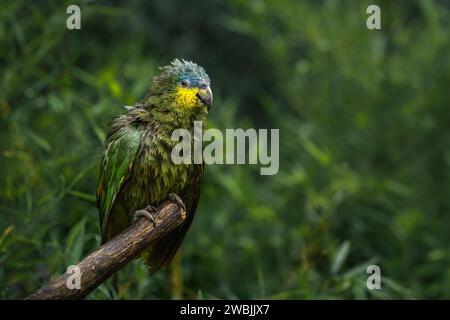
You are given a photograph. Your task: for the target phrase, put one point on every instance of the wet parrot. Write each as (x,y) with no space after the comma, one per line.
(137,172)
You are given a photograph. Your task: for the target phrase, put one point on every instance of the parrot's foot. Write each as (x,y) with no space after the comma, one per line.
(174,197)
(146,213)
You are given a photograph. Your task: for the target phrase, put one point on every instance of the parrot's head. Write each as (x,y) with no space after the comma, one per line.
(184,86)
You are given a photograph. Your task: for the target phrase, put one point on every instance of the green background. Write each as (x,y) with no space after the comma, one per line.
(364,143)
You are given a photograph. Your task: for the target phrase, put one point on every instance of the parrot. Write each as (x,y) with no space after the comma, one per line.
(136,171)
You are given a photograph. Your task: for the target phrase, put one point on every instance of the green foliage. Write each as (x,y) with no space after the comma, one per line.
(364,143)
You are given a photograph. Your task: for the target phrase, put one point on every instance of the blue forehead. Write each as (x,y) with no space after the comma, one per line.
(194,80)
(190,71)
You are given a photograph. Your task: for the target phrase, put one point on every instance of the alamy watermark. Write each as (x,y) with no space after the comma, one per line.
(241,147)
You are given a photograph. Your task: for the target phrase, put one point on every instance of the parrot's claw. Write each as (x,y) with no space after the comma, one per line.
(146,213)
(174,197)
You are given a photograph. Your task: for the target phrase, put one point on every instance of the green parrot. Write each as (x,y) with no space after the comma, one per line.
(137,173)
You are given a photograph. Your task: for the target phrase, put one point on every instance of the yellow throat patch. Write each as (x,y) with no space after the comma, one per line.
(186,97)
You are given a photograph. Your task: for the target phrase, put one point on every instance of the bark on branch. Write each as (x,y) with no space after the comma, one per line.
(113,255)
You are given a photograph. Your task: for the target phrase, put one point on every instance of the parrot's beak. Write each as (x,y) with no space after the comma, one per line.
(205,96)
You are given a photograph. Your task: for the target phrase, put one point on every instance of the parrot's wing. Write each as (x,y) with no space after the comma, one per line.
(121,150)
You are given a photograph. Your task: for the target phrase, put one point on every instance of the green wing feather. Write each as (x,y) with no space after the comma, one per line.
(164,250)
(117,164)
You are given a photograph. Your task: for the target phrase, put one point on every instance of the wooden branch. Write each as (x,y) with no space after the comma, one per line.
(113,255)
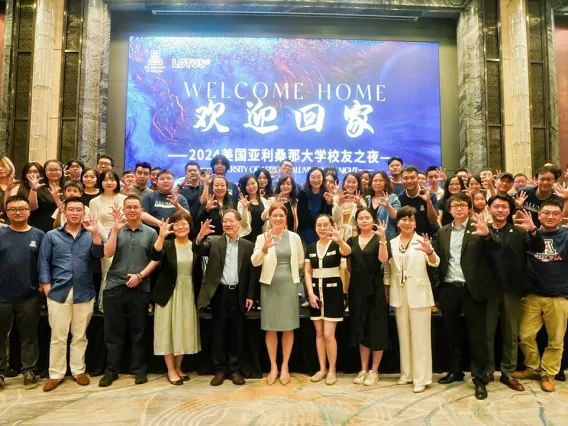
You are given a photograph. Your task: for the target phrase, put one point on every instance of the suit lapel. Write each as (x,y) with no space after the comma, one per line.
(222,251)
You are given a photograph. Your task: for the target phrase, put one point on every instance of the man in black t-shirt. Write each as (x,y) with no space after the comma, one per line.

________________

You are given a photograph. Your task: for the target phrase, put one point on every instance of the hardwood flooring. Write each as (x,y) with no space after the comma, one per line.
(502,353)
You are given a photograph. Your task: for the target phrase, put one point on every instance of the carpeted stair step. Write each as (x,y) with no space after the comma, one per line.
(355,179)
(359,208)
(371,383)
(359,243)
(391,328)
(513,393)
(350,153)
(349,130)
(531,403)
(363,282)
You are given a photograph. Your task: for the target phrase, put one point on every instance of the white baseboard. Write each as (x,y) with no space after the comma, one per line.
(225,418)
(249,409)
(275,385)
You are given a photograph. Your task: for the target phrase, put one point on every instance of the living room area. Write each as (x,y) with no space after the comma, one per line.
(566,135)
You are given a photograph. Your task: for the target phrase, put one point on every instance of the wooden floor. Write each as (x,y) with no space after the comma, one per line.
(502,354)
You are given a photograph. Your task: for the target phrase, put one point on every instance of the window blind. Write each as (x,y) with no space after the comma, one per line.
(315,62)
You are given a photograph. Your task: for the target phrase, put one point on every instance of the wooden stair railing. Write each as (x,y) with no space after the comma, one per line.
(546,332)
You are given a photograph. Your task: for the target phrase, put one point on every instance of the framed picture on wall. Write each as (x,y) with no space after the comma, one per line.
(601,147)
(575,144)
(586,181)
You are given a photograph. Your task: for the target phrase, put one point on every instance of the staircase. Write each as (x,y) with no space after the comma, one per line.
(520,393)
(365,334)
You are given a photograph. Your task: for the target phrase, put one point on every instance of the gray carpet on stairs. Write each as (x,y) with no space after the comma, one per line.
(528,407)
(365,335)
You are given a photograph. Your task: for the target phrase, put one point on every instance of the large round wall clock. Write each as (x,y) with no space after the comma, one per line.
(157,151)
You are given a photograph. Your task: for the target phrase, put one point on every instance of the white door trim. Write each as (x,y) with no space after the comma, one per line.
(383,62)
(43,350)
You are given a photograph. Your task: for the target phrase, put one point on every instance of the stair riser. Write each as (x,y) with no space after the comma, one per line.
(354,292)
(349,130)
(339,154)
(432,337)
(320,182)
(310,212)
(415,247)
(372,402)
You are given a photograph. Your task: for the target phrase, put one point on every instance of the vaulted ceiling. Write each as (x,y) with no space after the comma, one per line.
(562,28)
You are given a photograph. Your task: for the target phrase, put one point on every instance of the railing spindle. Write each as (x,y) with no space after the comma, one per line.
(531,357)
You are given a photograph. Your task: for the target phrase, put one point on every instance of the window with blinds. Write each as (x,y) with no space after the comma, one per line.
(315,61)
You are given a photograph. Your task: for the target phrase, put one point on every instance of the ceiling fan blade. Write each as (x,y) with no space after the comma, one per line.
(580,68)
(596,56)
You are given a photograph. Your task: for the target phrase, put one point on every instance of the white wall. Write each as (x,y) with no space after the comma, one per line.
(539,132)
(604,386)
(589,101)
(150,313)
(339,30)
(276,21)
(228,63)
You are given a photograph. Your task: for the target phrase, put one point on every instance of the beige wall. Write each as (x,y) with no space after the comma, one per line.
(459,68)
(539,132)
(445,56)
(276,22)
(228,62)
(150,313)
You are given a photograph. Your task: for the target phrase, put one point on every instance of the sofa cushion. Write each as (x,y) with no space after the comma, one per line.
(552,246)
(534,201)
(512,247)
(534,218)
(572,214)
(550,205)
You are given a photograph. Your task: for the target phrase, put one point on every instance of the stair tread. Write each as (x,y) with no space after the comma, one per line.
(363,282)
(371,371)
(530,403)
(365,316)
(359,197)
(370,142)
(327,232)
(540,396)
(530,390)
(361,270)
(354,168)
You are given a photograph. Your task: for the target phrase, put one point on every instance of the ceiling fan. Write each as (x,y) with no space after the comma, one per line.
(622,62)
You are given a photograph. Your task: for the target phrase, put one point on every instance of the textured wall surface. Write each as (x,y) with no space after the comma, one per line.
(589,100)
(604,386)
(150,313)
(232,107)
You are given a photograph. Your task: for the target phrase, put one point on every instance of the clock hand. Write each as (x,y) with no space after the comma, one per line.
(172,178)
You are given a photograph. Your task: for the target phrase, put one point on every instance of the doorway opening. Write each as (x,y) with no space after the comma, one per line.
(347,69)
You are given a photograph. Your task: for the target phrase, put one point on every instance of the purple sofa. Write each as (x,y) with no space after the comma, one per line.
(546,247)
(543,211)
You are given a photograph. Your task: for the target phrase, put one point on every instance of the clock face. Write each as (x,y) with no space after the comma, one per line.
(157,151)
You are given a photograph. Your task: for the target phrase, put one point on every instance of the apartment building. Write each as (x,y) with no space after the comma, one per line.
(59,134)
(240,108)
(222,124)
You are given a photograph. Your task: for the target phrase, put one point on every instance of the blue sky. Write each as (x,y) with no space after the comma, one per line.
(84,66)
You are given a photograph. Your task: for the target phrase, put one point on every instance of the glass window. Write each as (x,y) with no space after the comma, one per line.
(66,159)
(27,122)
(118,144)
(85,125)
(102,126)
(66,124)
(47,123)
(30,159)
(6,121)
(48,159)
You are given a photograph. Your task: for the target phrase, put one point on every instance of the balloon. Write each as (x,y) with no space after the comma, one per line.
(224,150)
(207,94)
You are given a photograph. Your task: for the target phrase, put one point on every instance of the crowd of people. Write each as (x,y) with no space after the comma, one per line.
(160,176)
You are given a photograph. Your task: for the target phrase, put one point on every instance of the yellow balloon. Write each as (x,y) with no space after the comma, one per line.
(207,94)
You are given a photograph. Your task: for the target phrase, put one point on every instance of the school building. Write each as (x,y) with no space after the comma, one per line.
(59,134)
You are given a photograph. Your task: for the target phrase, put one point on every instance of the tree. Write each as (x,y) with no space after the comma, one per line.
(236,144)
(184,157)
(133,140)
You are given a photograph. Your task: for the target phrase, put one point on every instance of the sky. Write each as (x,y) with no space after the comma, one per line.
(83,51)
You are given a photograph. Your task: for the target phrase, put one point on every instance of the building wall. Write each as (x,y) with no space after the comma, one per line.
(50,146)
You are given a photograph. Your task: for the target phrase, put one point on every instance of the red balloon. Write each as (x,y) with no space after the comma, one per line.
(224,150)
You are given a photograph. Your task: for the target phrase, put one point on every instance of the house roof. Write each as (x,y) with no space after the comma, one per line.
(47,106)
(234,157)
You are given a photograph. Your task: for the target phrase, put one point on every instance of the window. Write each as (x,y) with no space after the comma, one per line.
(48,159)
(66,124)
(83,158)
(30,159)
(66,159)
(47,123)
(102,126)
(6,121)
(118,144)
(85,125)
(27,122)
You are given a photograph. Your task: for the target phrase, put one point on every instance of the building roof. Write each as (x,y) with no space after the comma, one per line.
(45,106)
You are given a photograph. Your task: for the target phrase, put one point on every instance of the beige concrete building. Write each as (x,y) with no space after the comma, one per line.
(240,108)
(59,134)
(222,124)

________________

Only one stretch of the data is wanted: write out exactly the lines from the one holding "the wooden branch." through the one holding "man in black", both included, without the pictures.

You are given a photograph. Your task: for the target phrase, put one point on every instance of the wooden branch. Write each as (x,y) with no space after the comma, one per line.
(113,255)
You are given a photograph. Your task: for the target phrase, put one point on every instance of the suit lapel. Write each as (x,y) with no space after the comma, one per line.
(222,251)
You are given a photograph. Your task: for the target phrase, put one point on every instance of the man in black t-shirt. Write each as (x,y) with no space after the comma, one per line.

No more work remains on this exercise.